▶ _Job_: Please write out the listing below again, replacing "Target" with "Object" throughout and keeping everything else the same.
═══
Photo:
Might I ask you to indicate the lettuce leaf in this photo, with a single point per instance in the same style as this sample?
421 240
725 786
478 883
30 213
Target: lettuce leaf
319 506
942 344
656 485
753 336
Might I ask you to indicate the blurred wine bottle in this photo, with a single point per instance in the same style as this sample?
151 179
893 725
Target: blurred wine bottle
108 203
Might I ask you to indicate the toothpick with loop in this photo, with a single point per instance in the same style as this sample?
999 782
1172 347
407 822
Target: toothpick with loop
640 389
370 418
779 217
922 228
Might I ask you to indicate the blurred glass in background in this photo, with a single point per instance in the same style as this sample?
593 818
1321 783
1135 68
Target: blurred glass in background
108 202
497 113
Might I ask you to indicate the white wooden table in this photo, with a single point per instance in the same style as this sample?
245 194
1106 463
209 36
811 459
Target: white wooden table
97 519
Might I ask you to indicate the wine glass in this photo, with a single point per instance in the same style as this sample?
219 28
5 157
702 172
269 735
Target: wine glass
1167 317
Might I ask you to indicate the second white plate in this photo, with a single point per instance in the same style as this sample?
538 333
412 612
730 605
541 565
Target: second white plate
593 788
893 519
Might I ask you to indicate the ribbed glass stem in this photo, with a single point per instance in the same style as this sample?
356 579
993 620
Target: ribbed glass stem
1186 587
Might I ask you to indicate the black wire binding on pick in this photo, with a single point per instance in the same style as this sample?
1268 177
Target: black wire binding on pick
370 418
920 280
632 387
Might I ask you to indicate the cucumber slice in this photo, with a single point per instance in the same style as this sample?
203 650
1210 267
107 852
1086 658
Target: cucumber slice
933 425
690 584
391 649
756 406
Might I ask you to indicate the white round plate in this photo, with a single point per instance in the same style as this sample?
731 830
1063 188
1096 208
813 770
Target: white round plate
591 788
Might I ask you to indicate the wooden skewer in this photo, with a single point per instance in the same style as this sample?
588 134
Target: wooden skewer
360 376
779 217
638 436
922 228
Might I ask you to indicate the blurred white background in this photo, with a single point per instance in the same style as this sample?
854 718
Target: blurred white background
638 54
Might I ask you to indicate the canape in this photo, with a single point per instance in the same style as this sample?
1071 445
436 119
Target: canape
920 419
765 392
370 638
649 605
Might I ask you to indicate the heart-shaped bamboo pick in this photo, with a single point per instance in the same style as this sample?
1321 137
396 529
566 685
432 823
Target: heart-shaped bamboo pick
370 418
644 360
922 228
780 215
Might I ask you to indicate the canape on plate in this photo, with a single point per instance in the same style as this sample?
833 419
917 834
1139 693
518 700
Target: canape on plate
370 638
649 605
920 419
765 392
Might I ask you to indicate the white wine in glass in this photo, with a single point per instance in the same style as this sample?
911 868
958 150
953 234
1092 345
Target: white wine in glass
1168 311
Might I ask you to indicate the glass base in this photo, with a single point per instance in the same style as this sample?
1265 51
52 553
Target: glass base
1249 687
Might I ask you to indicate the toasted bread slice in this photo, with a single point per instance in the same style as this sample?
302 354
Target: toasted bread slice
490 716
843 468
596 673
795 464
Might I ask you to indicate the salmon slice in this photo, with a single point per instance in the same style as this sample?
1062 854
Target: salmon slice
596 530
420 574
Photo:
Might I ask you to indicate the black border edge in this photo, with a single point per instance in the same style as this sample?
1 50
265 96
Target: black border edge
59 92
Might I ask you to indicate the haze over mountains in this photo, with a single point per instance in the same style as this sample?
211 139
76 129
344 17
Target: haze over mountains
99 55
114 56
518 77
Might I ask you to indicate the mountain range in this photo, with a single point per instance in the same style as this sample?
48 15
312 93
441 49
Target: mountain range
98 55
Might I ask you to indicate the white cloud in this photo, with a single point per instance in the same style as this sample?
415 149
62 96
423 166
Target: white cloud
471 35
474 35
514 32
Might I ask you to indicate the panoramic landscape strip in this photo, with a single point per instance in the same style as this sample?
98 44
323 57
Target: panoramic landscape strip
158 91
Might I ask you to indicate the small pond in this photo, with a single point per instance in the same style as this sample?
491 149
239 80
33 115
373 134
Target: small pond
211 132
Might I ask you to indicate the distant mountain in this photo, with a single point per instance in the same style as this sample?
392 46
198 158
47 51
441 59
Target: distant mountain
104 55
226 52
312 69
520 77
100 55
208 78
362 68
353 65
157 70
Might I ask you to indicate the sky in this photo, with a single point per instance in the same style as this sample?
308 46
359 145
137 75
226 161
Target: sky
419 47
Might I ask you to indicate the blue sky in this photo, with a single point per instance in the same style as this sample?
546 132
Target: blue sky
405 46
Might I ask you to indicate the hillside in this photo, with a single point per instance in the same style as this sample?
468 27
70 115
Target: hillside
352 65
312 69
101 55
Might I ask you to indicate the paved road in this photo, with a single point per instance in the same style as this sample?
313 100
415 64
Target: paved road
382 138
═══
▶ _Task response_:
Photo:
Might I ask you to indicate the lettuce leaf in this photo, with a single point per instance in the same style as this sample?
421 240
725 786
478 883
30 213
Object: lettuce leaf
319 506
942 344
656 485
753 336
Might I ask you to indicate the blurred wine bottle in this photo, with a single point per instance in the same style as this sample?
151 179
893 725
Object: blurred wine bottle
108 203
Might I ask you to indicate the toothpick with loop in this photo, with a single point per instance in the same style as this sample?
999 782
1172 347
407 822
Object: toothpick with loop
640 389
370 418
779 217
922 228
Might I ask you to indicate the blurred glass in background in this photo, with a single point per instance in the same style as this sample?
593 818
1321 783
1135 68
Object: blurred glass in background
108 202
497 113
Might I ask you to indicate the white wooden table in this photo, with a single point per instance in the same style as this sample?
245 194
1106 463
209 36
811 459
Object: white wooden table
97 519
Might I ask you to indicate the wine glass in this photo, with a single point per instance in the same style as this sample?
219 28
5 157
702 172
269 735
Object: wine glass
1167 317
Might I ask you to indicate the second white plate in this photo, with a single point per instance in the same style as this sample?
538 333
412 612
730 605
541 565
Object: second white plate
593 788
893 519
Might I ask you to indicate the ribbed glass stem in this photo, with a single point per instance in the same style as this sample?
356 579
993 620
Object: ribbed glass stem
1186 587
Might I ask you to indicate the black wire binding on pick in this photo, with a single point per instance in the same style as this sample?
1268 177
Object: black wire binding on pick
370 418
920 280
632 387
Might I ask you to indicate the cucumber slice in this photo, with a single point per instance in the same style as this sample?
203 650
1210 267
107 852
1086 658
Object: cucumber slice
933 425
690 584
391 649
756 406
Might I ask you to indicate the white round plate in this photo, with a single point per instance in the same style as this sample?
731 830
1063 188
1096 208
813 770
Object: white round plate
591 788
Might I ask you to indicate the wooden skewer in this photo, with a single point per instance in the same style as this sample?
588 134
Object: wooden skewer
360 376
779 217
638 436
922 228
Might I ask you to indicate the blurred white background in this photo, with a single point per instance in the same style as this sample?
854 718
Object: blurred white background
638 54
Might I ask you to indicate the canape in this photo, with a single point per instance in the same style as this sample?
1071 445
436 119
Object: canape
920 419
765 392
370 638
649 605
Might I ask you to indicate the heart-shaped bamboo pick in this photo, with a single point per instance in the same style as this sample?
1321 137
396 529
566 685
432 823
Object: heart-shaped bamboo pick
370 418
644 360
922 228
780 215
Might I ask you to indicate the canape on plate in this photo, with a single point per instance in the same style as this sample?
833 419
917 834
1139 693
518 700
Object: canape on plate
370 638
649 605
920 419
765 392
Might I ask you to indicate the white wine in glass in this photo, with a single point per instance in the same style as this sample?
911 868
958 150
953 234
1092 345
Object: white wine in glass
1168 311
Might I ask you to indicate the glass base in this photo, with a single point per instance in the same style as this sample?
1265 51
52 553
Object: glass base
1249 687
Might I ask you to indicate the toasted bread slice in this photo, with a single point per instance in the same style as this sample?
302 354
Object: toasted bread slice
490 716
843 468
596 673
795 464
Might I ask you to indicate the salmon slice in this photo, with a single point per instance in the same style as this sample?
1062 854
Object: salmon slice
596 530
420 574
Photo:
Might I ask you to indicate the black border edge in this photo, with a single point per instance in the same style as this sample?
1 50
265 96
Object: black border edge
59 92
Might I ask you to indicate the haze over mountains in this photo, with a single point per instance in the same style as this sample?
211 139
76 129
344 17
Object: haze over mountains
99 55
114 56
518 77
Might I ask you to indicate the mountain range in this photo, with a single point per instance in the same style as this sample?
48 15
312 93
441 49
Object: mountain range
98 55
Might I ask you to indicate the white cloud in this photo, with a single point per instance in the same style as this sample?
415 149
62 96
423 166
Object: white cloud
471 35
474 35
514 32
Might I ask you to indicate the panoramic landscape strip in this photo, with a single point per instance in the same style as this sample?
98 44
323 57
Object: panoramic landscape strip
158 91
Might I ask you to indicate the small pond in this photo, with a single point per instance in the same style as this sample?
491 149
239 80
33 115
373 134
Object: small pond
211 132
Might I ask you to indicate the distant mountain in this photo, with a single point per instance in the same style as this sample?
392 46
198 158
47 51
441 59
Object: distant mountain
104 55
226 52
312 69
520 77
100 55
208 78
362 68
353 65
157 70
Might I ask you to indicate the sky in this photo, with a single point per instance in the same style as this sample?
308 46
359 145
137 75
226 161
Object: sky
419 47
Might I ask you to indicate the blue sky in this photo, with a single point per instance in the same style as this sample?
546 132
Object: blue sky
405 46
Might I ask you to indicate the hillside in this photo, with a single point per instance in the same style as this sample?
468 27
70 115
Object: hillside
352 65
312 69
101 55
Might I ask you to indicate the paved road in this photo, with a single point per instance in the same style as this sample?
313 100
415 64
Object: paved road
382 138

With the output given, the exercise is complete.